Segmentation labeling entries
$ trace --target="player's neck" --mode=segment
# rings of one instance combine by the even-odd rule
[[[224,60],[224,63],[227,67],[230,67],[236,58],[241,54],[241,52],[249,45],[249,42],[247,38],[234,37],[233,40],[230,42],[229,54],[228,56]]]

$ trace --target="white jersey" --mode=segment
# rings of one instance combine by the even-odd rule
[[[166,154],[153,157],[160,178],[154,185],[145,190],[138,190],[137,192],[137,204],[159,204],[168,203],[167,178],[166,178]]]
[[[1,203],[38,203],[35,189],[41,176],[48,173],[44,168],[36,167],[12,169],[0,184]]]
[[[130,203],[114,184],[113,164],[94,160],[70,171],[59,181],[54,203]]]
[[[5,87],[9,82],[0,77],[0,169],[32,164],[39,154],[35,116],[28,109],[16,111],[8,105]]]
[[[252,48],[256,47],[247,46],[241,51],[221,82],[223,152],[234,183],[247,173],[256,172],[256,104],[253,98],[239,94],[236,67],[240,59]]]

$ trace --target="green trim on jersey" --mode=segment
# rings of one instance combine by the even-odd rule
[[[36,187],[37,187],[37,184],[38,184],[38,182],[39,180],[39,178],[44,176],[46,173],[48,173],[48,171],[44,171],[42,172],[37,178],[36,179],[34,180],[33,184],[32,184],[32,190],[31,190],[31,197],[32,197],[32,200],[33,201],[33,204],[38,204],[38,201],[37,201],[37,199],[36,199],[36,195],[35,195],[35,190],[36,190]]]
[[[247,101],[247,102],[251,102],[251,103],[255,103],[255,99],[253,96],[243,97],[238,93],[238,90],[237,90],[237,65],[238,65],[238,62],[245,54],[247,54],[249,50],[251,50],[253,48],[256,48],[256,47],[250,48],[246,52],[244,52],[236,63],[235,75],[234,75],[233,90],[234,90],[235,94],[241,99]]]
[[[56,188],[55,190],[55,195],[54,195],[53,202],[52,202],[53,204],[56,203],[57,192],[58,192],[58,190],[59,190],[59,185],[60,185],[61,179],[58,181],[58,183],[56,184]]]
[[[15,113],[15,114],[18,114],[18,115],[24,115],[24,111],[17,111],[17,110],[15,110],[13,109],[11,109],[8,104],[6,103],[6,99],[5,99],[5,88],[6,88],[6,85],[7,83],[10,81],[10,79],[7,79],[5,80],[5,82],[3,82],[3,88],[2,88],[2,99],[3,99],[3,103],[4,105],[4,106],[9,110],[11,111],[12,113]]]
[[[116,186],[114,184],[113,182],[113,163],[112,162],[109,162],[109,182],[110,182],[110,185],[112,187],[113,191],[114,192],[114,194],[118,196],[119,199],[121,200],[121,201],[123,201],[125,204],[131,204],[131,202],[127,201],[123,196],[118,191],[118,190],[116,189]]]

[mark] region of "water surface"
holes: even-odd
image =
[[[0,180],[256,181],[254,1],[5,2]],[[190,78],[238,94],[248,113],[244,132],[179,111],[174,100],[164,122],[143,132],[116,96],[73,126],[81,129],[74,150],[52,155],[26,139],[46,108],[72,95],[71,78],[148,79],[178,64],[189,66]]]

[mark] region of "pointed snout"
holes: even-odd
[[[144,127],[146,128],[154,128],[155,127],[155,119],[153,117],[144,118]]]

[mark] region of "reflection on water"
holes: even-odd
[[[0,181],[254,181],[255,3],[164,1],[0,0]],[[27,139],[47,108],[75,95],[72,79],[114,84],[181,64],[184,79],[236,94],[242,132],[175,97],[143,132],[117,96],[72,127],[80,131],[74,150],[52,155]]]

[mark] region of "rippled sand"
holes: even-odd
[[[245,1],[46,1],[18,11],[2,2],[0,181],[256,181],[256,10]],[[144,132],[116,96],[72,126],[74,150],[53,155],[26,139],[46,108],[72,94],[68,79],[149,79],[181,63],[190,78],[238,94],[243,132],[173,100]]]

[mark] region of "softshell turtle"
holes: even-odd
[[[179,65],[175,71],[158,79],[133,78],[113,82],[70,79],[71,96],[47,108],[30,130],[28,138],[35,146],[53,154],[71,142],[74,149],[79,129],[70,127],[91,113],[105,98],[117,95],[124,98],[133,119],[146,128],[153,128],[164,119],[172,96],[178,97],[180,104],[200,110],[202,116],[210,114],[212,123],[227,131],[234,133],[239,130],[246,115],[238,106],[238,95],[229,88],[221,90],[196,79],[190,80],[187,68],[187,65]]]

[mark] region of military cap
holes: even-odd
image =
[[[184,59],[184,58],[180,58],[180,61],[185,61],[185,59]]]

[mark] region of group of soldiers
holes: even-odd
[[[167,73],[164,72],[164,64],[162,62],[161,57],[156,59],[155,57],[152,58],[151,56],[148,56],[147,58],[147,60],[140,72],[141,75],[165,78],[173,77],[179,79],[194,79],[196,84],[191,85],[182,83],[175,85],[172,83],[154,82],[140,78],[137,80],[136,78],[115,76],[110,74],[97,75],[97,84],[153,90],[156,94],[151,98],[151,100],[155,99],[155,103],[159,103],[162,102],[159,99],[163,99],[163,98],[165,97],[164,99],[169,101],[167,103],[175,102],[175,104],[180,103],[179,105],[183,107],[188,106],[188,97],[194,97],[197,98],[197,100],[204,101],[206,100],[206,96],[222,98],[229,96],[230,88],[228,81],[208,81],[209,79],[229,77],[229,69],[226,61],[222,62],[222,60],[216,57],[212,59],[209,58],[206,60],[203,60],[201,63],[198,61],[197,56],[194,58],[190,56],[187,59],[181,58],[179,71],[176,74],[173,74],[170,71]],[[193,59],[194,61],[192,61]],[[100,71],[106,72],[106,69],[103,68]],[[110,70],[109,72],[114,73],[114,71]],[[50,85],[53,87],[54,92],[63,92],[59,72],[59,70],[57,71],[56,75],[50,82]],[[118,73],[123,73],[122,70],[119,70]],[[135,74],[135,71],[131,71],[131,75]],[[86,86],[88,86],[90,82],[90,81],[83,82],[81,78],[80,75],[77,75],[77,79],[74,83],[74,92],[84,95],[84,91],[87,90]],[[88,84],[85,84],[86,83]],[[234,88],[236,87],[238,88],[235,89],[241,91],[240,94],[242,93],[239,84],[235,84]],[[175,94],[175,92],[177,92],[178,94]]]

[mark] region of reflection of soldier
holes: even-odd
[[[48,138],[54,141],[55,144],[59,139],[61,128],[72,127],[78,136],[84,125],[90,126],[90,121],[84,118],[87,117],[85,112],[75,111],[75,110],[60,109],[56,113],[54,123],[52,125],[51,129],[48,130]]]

■ Problem ■
Copy out all of the segmentation labeling entries above word for word, leaving nothing out and changing nothing.

■ Expected output ■
$ trace --target="player's neck" --mode=segment
# rings of one instance combine by the even-odd rule
[[[224,60],[224,63],[227,67],[230,67],[236,58],[241,54],[241,52],[249,45],[249,42],[247,38],[234,37],[233,40],[230,42],[229,54],[228,56]]]

$ trace --target="white jersey" --mode=segment
# rings of one instance combine by the even-odd rule
[[[166,154],[153,157],[160,178],[154,185],[145,190],[138,190],[137,192],[137,204],[159,204],[168,203],[167,178],[166,178]]]
[[[1,203],[38,203],[35,189],[41,176],[48,173],[44,168],[36,167],[12,169],[0,184]]]
[[[130,203],[114,184],[113,164],[94,160],[70,171],[59,181],[54,203]]]
[[[5,87],[9,82],[0,77],[0,169],[32,164],[39,154],[35,116],[28,109],[16,111],[8,105]]]
[[[252,48],[256,47],[247,46],[241,51],[221,82],[223,152],[234,183],[247,173],[256,172],[256,104],[253,98],[239,94],[236,67],[240,59]]]

$ trace --target="green trim on jersey" --mode=segment
# rings of one instance combine by the even-odd rule
[[[36,187],[37,187],[37,184],[38,184],[38,182],[39,180],[39,178],[44,176],[46,173],[48,173],[48,171],[44,171],[42,172],[37,178],[36,179],[34,180],[33,184],[32,184],[32,190],[31,190],[31,197],[32,197],[32,200],[33,201],[33,204],[38,204],[38,201],[37,201],[37,199],[36,199],[36,195],[35,195],[35,190],[36,190]]]
[[[247,101],[247,102],[251,102],[251,103],[255,103],[255,99],[253,96],[243,97],[238,93],[238,90],[237,90],[237,65],[238,65],[238,62],[245,54],[247,54],[249,50],[251,50],[253,48],[256,48],[256,47],[250,48],[246,52],[244,52],[236,63],[235,75],[234,75],[233,90],[234,90],[235,94],[241,99]]]
[[[56,188],[55,190],[55,195],[54,195],[53,202],[52,202],[53,204],[56,203],[57,192],[58,192],[58,190],[59,190],[59,185],[60,185],[61,179],[58,181],[58,183],[56,184]]]
[[[15,113],[15,114],[18,114],[18,115],[24,115],[24,111],[17,111],[17,110],[15,110],[13,109],[11,109],[8,104],[6,103],[6,99],[5,99],[5,88],[6,88],[6,85],[7,83],[10,81],[10,79],[7,79],[5,80],[5,82],[3,82],[3,88],[2,88],[2,99],[3,99],[3,103],[4,105],[4,106],[9,110],[11,111],[12,113]]]
[[[116,186],[114,184],[113,182],[113,163],[112,162],[109,162],[109,182],[110,182],[110,185],[112,187],[113,191],[114,192],[114,194],[118,196],[119,199],[121,200],[121,201],[123,201],[125,204],[131,204],[131,202],[127,201],[123,196],[118,191],[118,190],[116,189]]]

[mark] region of "water surface"
holes: even-odd
image =
[[[0,180],[256,181],[254,1],[5,2]],[[190,78],[238,94],[248,113],[244,132],[179,111],[174,100],[164,122],[143,132],[116,96],[73,126],[81,129],[74,150],[52,155],[26,139],[46,108],[72,95],[71,78],[148,79],[178,64],[189,66]]]

[mark] region of "pointed snout"
holes: even-odd
[[[144,127],[146,128],[154,128],[155,127],[155,119],[153,117],[144,118]]]

[mark] region of "reflection on water"
holes: even-odd
[[[0,181],[254,181],[255,3],[164,1],[0,0]],[[27,139],[47,108],[75,95],[72,79],[114,84],[181,64],[184,79],[236,94],[242,132],[175,97],[143,132],[117,96],[72,127],[80,131],[74,150],[52,155]]]

[mark] region of "rippled sand"
holes: even-odd
[[[245,1],[46,1],[18,11],[2,2],[0,181],[256,181],[256,10]],[[144,132],[116,96],[72,126],[74,150],[53,155],[26,139],[46,108],[72,94],[68,79],[149,79],[181,63],[190,78],[238,94],[243,132],[173,100]]]

[mark] region of "softshell turtle"
holes: even-odd
[[[179,65],[175,71],[158,79],[133,78],[113,82],[70,79],[71,96],[47,108],[30,130],[28,138],[35,146],[53,154],[71,142],[74,149],[79,129],[70,127],[91,113],[105,98],[117,95],[124,98],[133,119],[146,128],[153,128],[164,119],[172,96],[178,97],[180,104],[200,110],[202,116],[210,114],[212,123],[227,131],[234,133],[239,130],[246,115],[238,106],[238,95],[229,88],[221,90],[196,79],[190,80],[187,68],[187,65]]]

[mark] region of military cap
holes: even-odd
image =
[[[184,59],[184,58],[180,58],[180,61],[185,61],[185,59]]]

[mark] region of group of soldiers
holes: even-odd
[[[167,73],[164,72],[164,64],[162,62],[161,57],[156,59],[155,57],[152,58],[151,56],[148,56],[147,58],[147,60],[140,72],[141,75],[165,78],[173,77],[179,79],[194,79],[196,84],[191,85],[182,83],[175,85],[172,83],[154,82],[140,78],[137,80],[136,78],[115,76],[110,74],[97,75],[97,84],[153,90],[156,94],[151,98],[151,100],[155,99],[155,103],[159,103],[162,102],[159,99],[163,99],[163,98],[165,97],[164,99],[169,101],[167,103],[175,102],[175,104],[180,103],[179,105],[183,107],[188,106],[188,97],[194,97],[197,98],[197,100],[204,101],[206,100],[206,96],[222,98],[229,96],[230,88],[228,81],[208,81],[209,79],[229,77],[229,69],[226,61],[222,62],[222,60],[216,57],[212,59],[209,58],[206,60],[203,60],[201,63],[198,61],[197,56],[194,58],[190,56],[187,59],[181,58],[179,71],[176,74],[173,74],[170,71]],[[193,59],[194,61],[192,61]],[[100,71],[106,72],[106,69],[103,68]],[[110,70],[109,72],[114,73],[114,71]],[[50,85],[53,87],[54,92],[63,92],[59,72],[59,70],[57,71],[56,75],[50,82]],[[118,73],[123,73],[122,70],[119,70]],[[135,74],[135,71],[131,71],[131,75]],[[86,86],[88,86],[90,82],[90,81],[83,82],[81,78],[80,75],[77,75],[77,79],[74,83],[74,92],[84,95],[84,91],[87,90]],[[88,84],[85,84],[86,83]],[[234,88],[236,87],[238,88],[235,89],[241,91],[240,94],[242,93],[239,84],[235,84]],[[175,94],[175,92],[177,92],[178,94]]]

[mark] region of reflection of soldier
holes: even-odd
[[[48,138],[54,141],[55,144],[59,139],[61,128],[72,127],[78,136],[84,125],[90,126],[90,121],[84,118],[87,117],[85,112],[75,111],[75,110],[60,109],[56,113],[54,123],[52,125],[51,129],[48,130]]]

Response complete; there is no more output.